* THE PROBLEM *
Copy the records word for word from the very start down through the line containing "x=104 y=141", including that line, and omit the pictures.

* PROVIDED RECORDS *
========================
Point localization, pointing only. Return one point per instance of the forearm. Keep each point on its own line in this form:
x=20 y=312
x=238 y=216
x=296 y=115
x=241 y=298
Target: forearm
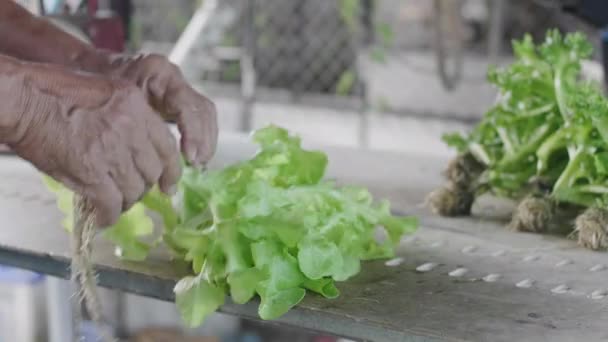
x=27 y=37
x=11 y=85
x=29 y=90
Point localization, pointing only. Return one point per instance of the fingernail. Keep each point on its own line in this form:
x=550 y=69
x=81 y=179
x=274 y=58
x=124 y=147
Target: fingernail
x=191 y=155
x=172 y=190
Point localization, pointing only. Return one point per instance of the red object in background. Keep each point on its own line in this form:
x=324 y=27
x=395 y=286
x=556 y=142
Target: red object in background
x=105 y=28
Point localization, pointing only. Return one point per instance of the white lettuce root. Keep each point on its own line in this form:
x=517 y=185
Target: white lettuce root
x=591 y=228
x=532 y=214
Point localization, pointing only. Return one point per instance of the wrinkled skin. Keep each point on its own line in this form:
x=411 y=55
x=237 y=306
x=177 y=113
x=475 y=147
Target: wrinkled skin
x=91 y=119
x=175 y=99
x=104 y=141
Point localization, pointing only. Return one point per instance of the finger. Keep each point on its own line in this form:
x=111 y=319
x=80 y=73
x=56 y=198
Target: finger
x=199 y=133
x=166 y=148
x=146 y=160
x=126 y=176
x=106 y=199
x=131 y=183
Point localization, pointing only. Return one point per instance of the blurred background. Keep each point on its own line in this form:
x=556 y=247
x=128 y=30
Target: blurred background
x=375 y=74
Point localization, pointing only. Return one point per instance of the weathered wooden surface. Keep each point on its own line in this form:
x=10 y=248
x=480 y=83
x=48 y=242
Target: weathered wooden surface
x=565 y=301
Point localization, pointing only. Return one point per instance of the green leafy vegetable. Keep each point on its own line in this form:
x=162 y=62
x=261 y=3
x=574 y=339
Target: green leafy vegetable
x=269 y=226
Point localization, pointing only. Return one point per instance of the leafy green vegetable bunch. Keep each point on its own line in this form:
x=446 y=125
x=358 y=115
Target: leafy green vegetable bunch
x=545 y=122
x=270 y=226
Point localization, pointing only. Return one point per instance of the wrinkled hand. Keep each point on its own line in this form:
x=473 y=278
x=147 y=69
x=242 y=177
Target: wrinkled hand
x=170 y=95
x=99 y=137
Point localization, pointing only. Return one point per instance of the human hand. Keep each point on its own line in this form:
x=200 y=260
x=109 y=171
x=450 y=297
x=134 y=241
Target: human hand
x=97 y=136
x=169 y=93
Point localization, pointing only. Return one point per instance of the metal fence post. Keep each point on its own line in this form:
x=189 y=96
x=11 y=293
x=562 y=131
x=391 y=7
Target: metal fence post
x=248 y=72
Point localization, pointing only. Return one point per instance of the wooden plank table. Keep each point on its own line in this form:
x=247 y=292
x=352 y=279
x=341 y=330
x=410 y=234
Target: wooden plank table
x=456 y=280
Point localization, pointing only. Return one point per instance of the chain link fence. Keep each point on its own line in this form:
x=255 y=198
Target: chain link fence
x=399 y=56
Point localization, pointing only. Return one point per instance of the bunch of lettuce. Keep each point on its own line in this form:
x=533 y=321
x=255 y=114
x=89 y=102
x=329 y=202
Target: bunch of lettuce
x=545 y=141
x=535 y=99
x=270 y=226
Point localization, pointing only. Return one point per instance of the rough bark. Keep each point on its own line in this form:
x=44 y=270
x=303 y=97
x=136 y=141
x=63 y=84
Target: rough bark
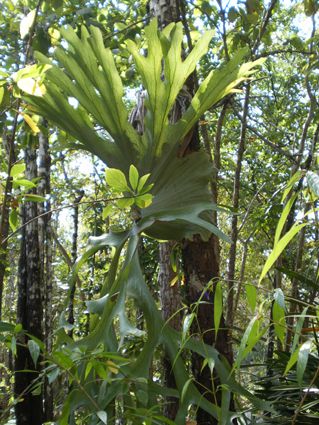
x=235 y=204
x=45 y=244
x=29 y=410
x=74 y=251
x=201 y=266
x=8 y=143
x=171 y=304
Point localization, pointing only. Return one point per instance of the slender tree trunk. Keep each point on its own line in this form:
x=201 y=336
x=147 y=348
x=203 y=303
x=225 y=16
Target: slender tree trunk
x=29 y=411
x=74 y=254
x=45 y=244
x=8 y=143
x=234 y=225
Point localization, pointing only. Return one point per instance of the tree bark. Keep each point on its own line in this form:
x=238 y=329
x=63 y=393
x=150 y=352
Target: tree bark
x=29 y=410
x=45 y=244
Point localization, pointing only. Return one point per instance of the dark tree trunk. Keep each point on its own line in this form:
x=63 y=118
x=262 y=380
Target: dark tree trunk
x=8 y=144
x=29 y=411
x=74 y=254
x=45 y=244
x=200 y=261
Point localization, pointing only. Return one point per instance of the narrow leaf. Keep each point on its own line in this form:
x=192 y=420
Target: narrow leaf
x=303 y=360
x=297 y=176
x=26 y=24
x=31 y=123
x=298 y=328
x=279 y=321
x=313 y=182
x=142 y=182
x=251 y=292
x=278 y=249
x=17 y=169
x=293 y=359
x=283 y=217
x=218 y=306
x=34 y=351
x=102 y=415
x=133 y=177
x=116 y=179
x=279 y=297
x=13 y=220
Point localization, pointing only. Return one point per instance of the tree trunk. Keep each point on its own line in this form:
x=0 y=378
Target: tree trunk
x=8 y=144
x=45 y=244
x=74 y=252
x=29 y=411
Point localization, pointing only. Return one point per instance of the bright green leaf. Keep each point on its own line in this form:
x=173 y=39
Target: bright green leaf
x=116 y=180
x=142 y=182
x=279 y=298
x=133 y=177
x=251 y=293
x=218 y=306
x=279 y=321
x=292 y=361
x=24 y=183
x=26 y=23
x=34 y=351
x=107 y=211
x=17 y=169
x=283 y=217
x=30 y=197
x=13 y=219
x=303 y=360
x=31 y=123
x=313 y=182
x=144 y=201
x=278 y=249
x=125 y=202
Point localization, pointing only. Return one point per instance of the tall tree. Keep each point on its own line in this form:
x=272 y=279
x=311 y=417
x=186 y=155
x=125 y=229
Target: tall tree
x=28 y=388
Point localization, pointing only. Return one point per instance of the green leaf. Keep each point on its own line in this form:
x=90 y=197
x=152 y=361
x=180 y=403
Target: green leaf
x=251 y=292
x=292 y=361
x=102 y=415
x=296 y=177
x=279 y=298
x=218 y=306
x=280 y=246
x=187 y=323
x=31 y=123
x=53 y=375
x=30 y=197
x=142 y=182
x=1 y=94
x=13 y=219
x=249 y=338
x=125 y=202
x=6 y=327
x=13 y=346
x=283 y=217
x=24 y=183
x=17 y=170
x=107 y=211
x=303 y=360
x=313 y=182
x=116 y=180
x=298 y=329
x=144 y=201
x=26 y=23
x=279 y=322
x=185 y=389
x=34 y=351
x=133 y=177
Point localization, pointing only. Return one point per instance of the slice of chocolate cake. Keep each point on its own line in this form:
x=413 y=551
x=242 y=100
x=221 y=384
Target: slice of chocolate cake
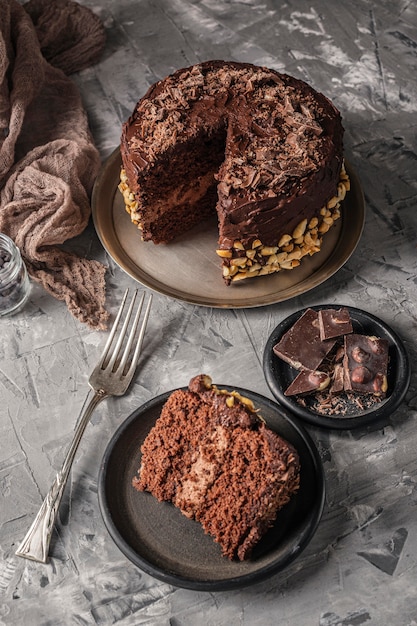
========================
* RESULT OF THE TASK *
Point localization, pointing only. Return one point per instance of the forearm. Keep each point on its own line in this form:
x=20 y=312
x=238 y=216
x=296 y=115
x=241 y=298
Target: forearm
x=27 y=37
x=11 y=85
x=29 y=90
Point localization, pointing only. Return one point per instance of the fingernail. Keep each point on its own line in this form:
x=550 y=69
x=81 y=179
x=274 y=58
x=124 y=147
Target: fingernail
x=191 y=155
x=172 y=190
Point localization, pointing only. Return one point per instance of the red object in background. Keep each point on its own line in this form:
x=324 y=27
x=395 y=286
x=556 y=142
Target: red object in background
x=105 y=28
Point localization, pointing only. Return one point per instance of the white lettuce root. Keep each point on its own line in this form:
x=517 y=185
Target: white lettuce root
x=591 y=228
x=532 y=214
Point localization, pointing only. Return one point per instance of the wrinkled skin. Keep each point on its own line in this form:
x=411 y=55
x=237 y=306
x=177 y=113
x=475 y=147
Target: wrinkled skin
x=91 y=119
x=175 y=99
x=104 y=141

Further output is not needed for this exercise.